• **What the exercise asks**:
Copy every line of the records below word for word, leaving out the pictures.
-- Begin --
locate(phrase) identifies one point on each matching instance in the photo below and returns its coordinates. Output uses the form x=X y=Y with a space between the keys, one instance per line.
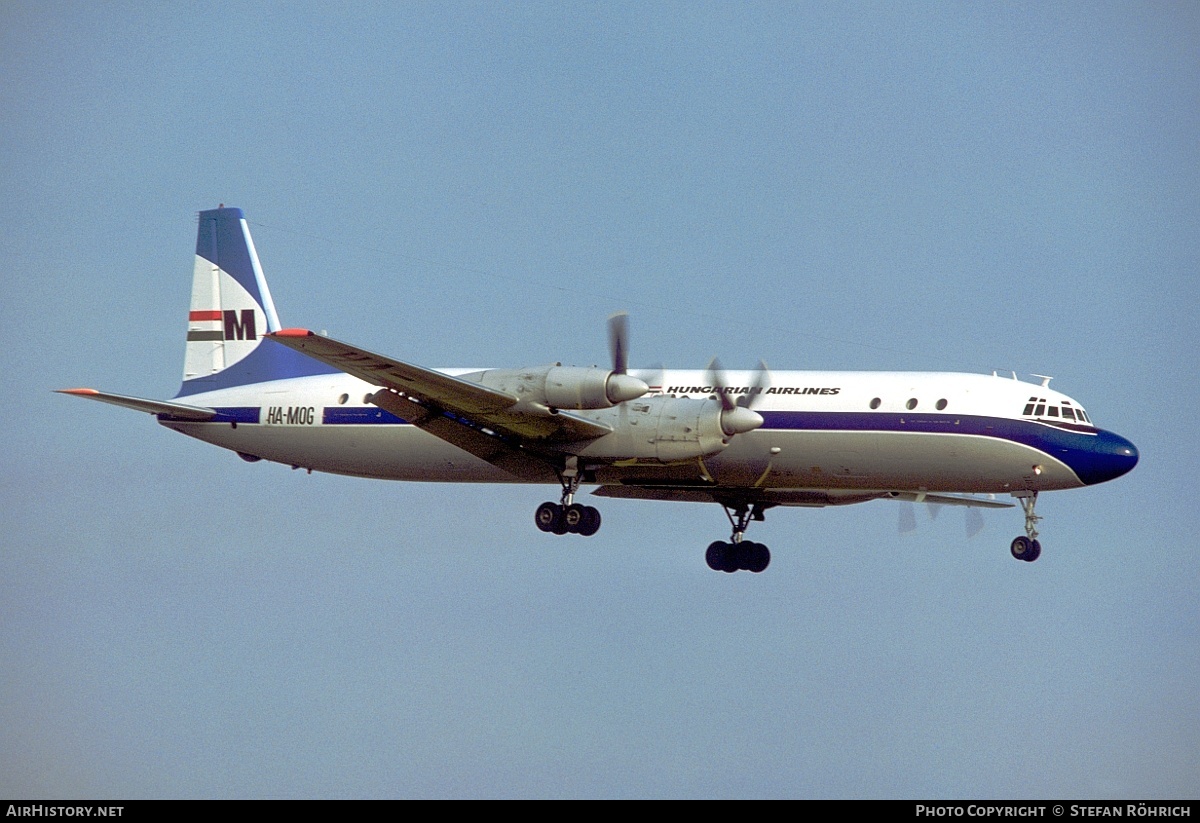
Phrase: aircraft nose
x=1111 y=457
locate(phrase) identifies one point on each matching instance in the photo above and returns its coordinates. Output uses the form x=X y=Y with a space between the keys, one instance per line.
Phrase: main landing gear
x=738 y=553
x=1026 y=546
x=568 y=517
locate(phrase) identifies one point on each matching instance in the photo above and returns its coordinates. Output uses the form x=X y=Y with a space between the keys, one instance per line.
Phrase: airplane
x=748 y=440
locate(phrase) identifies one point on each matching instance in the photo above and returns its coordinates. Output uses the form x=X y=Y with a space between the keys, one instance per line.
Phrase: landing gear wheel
x=1035 y=551
x=549 y=517
x=1024 y=548
x=574 y=517
x=591 y=523
x=720 y=556
x=757 y=558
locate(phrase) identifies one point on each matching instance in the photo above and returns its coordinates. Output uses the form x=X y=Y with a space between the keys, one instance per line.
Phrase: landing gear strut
x=739 y=553
x=568 y=517
x=1026 y=546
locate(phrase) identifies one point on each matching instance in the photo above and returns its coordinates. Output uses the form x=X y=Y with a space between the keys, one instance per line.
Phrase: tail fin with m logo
x=231 y=311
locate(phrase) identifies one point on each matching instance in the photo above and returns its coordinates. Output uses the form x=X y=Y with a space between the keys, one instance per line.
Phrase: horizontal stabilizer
x=148 y=406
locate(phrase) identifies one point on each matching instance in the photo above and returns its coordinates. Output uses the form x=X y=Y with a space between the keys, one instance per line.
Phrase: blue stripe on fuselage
x=1095 y=455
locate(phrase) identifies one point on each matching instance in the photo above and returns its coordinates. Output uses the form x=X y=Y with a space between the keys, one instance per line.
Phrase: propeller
x=618 y=341
x=621 y=385
x=736 y=418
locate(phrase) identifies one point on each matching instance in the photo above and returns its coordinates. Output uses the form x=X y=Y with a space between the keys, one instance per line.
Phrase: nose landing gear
x=1026 y=546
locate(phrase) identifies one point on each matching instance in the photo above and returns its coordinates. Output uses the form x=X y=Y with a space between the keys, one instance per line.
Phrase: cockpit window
x=1038 y=407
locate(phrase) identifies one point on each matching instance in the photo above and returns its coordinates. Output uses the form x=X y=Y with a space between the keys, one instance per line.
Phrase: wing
x=179 y=410
x=784 y=497
x=496 y=426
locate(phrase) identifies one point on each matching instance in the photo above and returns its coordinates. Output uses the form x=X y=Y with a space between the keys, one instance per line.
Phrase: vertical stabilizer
x=231 y=311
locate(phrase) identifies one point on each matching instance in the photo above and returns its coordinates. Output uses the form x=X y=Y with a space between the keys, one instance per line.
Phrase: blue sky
x=894 y=186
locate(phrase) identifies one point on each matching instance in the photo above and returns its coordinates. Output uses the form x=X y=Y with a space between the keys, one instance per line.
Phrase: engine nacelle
x=575 y=388
x=665 y=430
x=564 y=386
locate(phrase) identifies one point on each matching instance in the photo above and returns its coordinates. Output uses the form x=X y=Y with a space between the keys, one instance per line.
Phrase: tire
x=1035 y=551
x=549 y=516
x=575 y=517
x=591 y=521
x=759 y=559
x=718 y=556
x=1021 y=547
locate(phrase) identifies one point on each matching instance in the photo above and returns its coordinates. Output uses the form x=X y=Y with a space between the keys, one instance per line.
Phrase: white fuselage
x=828 y=431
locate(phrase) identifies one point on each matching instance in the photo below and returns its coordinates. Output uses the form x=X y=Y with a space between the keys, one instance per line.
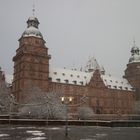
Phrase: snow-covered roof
x=32 y=28
x=32 y=31
x=135 y=54
x=75 y=77
x=116 y=83
x=62 y=75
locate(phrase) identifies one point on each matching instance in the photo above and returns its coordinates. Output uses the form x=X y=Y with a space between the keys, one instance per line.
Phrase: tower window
x=55 y=73
x=67 y=81
x=63 y=74
x=71 y=75
x=75 y=82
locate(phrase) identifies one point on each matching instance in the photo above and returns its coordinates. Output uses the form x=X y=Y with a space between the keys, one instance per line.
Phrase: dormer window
x=58 y=80
x=75 y=82
x=120 y=87
x=63 y=74
x=78 y=76
x=67 y=81
x=55 y=73
x=50 y=79
x=115 y=87
x=109 y=86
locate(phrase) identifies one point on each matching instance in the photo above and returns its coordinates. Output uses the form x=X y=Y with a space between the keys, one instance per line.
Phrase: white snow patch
x=36 y=133
x=37 y=138
x=101 y=135
x=4 y=135
x=26 y=127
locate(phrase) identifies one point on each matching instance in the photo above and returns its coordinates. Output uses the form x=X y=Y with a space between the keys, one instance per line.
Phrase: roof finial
x=134 y=41
x=33 y=10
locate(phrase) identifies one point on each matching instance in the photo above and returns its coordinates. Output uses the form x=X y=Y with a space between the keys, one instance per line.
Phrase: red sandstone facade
x=31 y=63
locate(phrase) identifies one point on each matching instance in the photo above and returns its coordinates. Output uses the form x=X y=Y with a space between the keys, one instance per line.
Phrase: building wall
x=31 y=64
x=132 y=74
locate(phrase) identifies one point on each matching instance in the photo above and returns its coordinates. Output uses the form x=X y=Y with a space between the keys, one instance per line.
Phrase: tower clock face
x=138 y=67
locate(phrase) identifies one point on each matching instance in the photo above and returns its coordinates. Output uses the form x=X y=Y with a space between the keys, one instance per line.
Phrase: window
x=63 y=74
x=58 y=80
x=55 y=73
x=75 y=82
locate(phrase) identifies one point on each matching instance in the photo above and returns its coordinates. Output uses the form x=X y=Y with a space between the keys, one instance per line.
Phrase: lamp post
x=66 y=101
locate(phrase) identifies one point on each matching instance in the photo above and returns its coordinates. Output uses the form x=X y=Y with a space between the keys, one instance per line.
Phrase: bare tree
x=85 y=113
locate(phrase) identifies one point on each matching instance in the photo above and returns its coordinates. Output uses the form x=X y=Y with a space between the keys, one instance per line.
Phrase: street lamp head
x=70 y=99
-- End --
• **Correct answer**:
locate(phrase) identifies one point on each matching instance in the photo below and returns its coordinates. Output uses the form x=X y=Y with a space between the keys, one instance per line.
Phrase: aircraft nose
x=1111 y=457
locate(phrase) identifies one point on each matching instance in the photo above and returns its coordinates. Output uses the form x=X y=Y with a space between the keys, one instance per line.
Phrase: main landing gear
x=738 y=553
x=1026 y=546
x=568 y=517
locate(phrase) identifies one point on each matching instance in the photo above and returns its coordinates. Output uses the form x=X y=Y with a space between the keys, one instance per line.
Phrase: airplane
x=748 y=440
locate(phrase) identifies one point on each matching instance in the photo above and returns its coordinates. Output uses the form x=X y=Y with a space between the keys, one instance per line.
Phrase: landing gear wheel
x=1035 y=551
x=549 y=517
x=1024 y=548
x=574 y=517
x=591 y=523
x=720 y=556
x=757 y=558
locate(phrase) identifies one point on each matching instance in the photo above and returns its coordinates. Output uses the form x=X y=Y with a space between the keys, one instance per line.
Phrase: landing gear strut
x=739 y=553
x=568 y=517
x=1026 y=546
locate(phrase) identifies one point on each matching instance in the photo above and returns its coordinates. Output uses the form x=X y=Y with a space between the keys, one instance per line.
Phrase: tail fin with m logo
x=231 y=311
locate(phrase) identifies one point on each matching instance in the photo above and returns its coordinates. Output uses the form x=X y=Y with a space between the keys, one instance per line.
Phrase: horizontal stabilizer
x=148 y=406
locate(phrase) identifies one point on each matching instance in the photo above and returns its coordinates. Output uses the form x=X y=Y with a space between the keys, one instance per line.
Phrase: blue stripe on fuselage
x=1095 y=455
locate(phrase) identifies one point on each matching instance in the photo above and returns its coordinates. Output uses the form x=X y=Y with a space between the keys, one instance per line.
Phrase: propeller
x=618 y=341
x=621 y=385
x=736 y=418
locate(phrase) identifies one point on each matching instance in the photo above and returns its coordinates. Output uses the form x=X y=Y with a space between the keys, one instance per line.
Phrase: nose landing gear
x=1026 y=546
locate(phrase) identifies one point on each matching instance in the photo above and returns its coordinates. Output uses the form x=X y=Y with a space between the keys, one instance per line.
Phrase: cockpit window
x=1038 y=407
locate(phrase) identifies one point on each matching instance in the photo above and returns its coordinates. Output uses the form x=X y=Y with a space between the keys, one instance per line.
Phrase: wing
x=179 y=410
x=784 y=497
x=496 y=426
locate(phrase) identifies one point on each matching instance in the photo above and returns its coordinates. Output uses the form x=X y=Y with a space between the keys, one instance per line.
Phrase: vertical stabilizer
x=231 y=311
locate(phrase) identifies one point on each matching instance in the photo above and returns its coordinates. Output uses the form x=X y=Y with a space between the keys, one instance per line.
Phrase: blue sky
x=894 y=186
locate(phrase) identifies one point on each matching instance in the photo above and returns its coordinates. Output uses the form x=X y=Y with a space between the keys, one instance per line.
Phrase: engine nacelle
x=575 y=388
x=665 y=430
x=564 y=386
locate(phrase) identifies one point on each matching instance in the photo above and returns its coordinates. Output uses the form x=X y=Y with a space between the keys, one instance per line.
Phrase: tire
x=1035 y=551
x=549 y=516
x=575 y=517
x=591 y=521
x=759 y=559
x=718 y=556
x=1021 y=547
locate(phrase) identifies one point on each matching instance in the photo above and returns its coordinates. Output uses the form x=X y=Y with a space between the keys, one instance per line.
Phrase: white fuselage
x=828 y=431
locate(phrase) identifies one point on each matching instance in the photo below and returns its coordinates. Output uses the form x=X y=Y with a space between the keys, one instance per line.
Phrase: snow-covered roof
x=32 y=28
x=32 y=31
x=135 y=54
x=75 y=77
x=116 y=83
x=62 y=75
locate(phrase) identifies one point on each matching instance in the photo above and returns its coordinates. Output uses the form x=X y=Y with a space between the keys, one instance per line.
Phrase: tower window
x=55 y=73
x=67 y=81
x=63 y=74
x=71 y=75
x=75 y=82
locate(phrase) identifies one point on each matching instance in the photo above and returns its coordinates. Output uses the form x=X y=Y with a space between the keys, one instance per line.
Phrase: dormer window
x=58 y=80
x=75 y=82
x=120 y=87
x=63 y=74
x=78 y=76
x=67 y=81
x=55 y=73
x=50 y=79
x=115 y=87
x=109 y=86
locate(phrase) identifies one point on each matching instance in the photo above and returns its coordinates. Output uses the form x=X y=Y with a space between the keys, one instance per line.
Phrase: white snow patch
x=36 y=133
x=37 y=138
x=101 y=135
x=4 y=135
x=26 y=127
locate(phrase) identifies one point on each matching instance in the photo above and returns its coordinates. Output uses the form x=X y=Y with a space between the keys, one instance per line.
Phrase: roof finial
x=134 y=41
x=33 y=10
locate(phrase) identifies one point on each matching instance in the photo above and returns its coordinates. Output uses the form x=X y=Y with a space between the keys, one instance per line.
Phrase: red sandstone facade
x=31 y=63
locate(phrase) identifies one point on each matching instance in the photo above and returns its coordinates. Output uses the form x=X y=Y with a space between the keys, one instance per line.
Phrase: building wall
x=31 y=64
x=132 y=74
locate(phrase) identifies one point on each matching instance in the photo above and returns its coordinates. Output uses the form x=X y=Y with a space between the keys, one instance per line.
Phrase: tower clock face
x=138 y=67
locate(phrase) identifies one point on each matching instance in the photo above and returns its coordinates. Output uses the form x=X y=Y with a space between the keys, one instance per line.
Phrase: window
x=63 y=74
x=58 y=80
x=55 y=73
x=75 y=82
locate(phrase) identifies one point on each matching instance in the photo above and returns its coordinates. Output uses the form x=X y=Y with a space between the keys, one instance per line.
Phrase: lamp post
x=66 y=101
locate(phrase) identifies one point on each matching instance in the photo above and returns its coordinates. Output uses the form x=X y=Y with a space between the keys, one instance per line.
Phrase: bare tree
x=85 y=113
locate(phrase) identifies one point on each matching instance in the photo above and returns its coordinates. Output uses the form x=X y=Y with a space between the keys, one instance per line.
Phrase: street lamp head
x=70 y=99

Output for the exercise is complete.